**Task instructions:** In the forum exchange below, condense the paragraph that begins "Try to look at what is good" into a shorter version that keeps its main points.
[start of Excerpted text]
Understand 06-28-2014 01:18 AM

Do you know he is happy? Do you know they are banning around the house all day talking lovey dovey or is that what you have told yourself? It's always easy to imagine everyone else having the 'perfect' life, love, night, job. But the reality of most of us is we are never truly 100% happy. There is always something, that is upsetting us. If your x is an A he truly isn't happy. He wouldn't be blocking out life with booze if he was.
Try to look at what is good about your life. Your son, your amazing job at improving yourself, your ability to be a good Mum! There would be some wonderful things about your life if you look. Please tell me some I would love to hear them. X

killerinstinct 06-28-2014 01:38 AM

hi understand, yes that's what I am telling myself because I would probably be doing that if I had the freedom but your right I shouldn't make assumptions.
[end of Excerpted text]
[start of Entries shown]
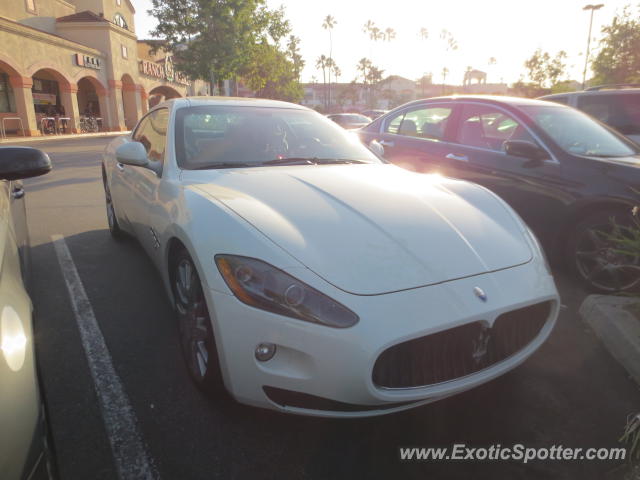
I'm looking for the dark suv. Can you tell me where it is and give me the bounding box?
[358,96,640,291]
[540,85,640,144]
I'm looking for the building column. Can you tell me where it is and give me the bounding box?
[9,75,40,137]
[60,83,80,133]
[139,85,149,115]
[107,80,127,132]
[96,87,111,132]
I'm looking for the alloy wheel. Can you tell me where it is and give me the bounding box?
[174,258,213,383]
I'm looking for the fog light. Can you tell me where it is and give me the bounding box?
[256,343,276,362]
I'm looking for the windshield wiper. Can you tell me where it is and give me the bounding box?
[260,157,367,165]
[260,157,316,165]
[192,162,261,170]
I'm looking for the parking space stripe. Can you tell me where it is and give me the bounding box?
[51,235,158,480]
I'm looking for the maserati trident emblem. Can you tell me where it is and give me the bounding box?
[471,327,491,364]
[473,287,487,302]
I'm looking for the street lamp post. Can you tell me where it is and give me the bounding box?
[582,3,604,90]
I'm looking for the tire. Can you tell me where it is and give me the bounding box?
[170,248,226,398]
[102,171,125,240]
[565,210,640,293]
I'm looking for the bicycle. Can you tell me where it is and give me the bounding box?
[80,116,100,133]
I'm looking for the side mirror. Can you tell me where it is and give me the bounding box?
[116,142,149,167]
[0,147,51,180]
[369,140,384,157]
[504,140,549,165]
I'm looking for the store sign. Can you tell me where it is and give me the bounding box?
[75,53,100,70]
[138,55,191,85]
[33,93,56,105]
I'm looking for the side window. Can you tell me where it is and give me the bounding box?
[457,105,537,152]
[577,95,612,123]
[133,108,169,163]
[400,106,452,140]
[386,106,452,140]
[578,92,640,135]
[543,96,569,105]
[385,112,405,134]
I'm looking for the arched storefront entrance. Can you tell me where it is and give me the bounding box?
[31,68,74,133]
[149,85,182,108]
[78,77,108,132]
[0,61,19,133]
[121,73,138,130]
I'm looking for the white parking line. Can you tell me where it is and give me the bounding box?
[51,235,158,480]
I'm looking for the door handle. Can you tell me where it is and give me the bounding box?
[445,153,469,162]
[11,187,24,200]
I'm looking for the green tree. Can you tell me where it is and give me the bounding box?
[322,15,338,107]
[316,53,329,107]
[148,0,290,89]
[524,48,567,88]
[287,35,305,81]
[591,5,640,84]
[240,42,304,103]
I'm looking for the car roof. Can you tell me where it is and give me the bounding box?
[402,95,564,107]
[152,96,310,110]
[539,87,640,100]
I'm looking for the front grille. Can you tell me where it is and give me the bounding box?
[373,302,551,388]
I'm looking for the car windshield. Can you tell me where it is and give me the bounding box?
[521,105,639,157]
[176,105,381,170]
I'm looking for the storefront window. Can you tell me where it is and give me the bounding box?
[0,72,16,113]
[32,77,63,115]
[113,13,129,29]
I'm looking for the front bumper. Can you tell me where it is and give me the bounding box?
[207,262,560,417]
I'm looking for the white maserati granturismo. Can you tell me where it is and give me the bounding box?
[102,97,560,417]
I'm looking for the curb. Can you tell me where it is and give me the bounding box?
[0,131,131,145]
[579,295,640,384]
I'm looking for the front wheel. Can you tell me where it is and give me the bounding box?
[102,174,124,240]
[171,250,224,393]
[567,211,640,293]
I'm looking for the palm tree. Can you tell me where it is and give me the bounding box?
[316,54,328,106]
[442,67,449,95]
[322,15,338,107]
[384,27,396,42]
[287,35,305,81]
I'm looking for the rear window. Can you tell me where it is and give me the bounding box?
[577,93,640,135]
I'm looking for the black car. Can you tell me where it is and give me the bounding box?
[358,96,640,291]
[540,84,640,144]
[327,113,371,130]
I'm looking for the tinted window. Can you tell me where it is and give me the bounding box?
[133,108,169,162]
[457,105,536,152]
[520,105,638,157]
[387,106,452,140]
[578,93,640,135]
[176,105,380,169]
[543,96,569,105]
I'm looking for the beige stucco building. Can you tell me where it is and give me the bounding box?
[end of Entries shown]
**Solution for this exercise:** Focus on the good in your life: your son, your amazing work on improving yourself, and your ability to be a good mother. If you look, you'll find wonderful things, so please share some.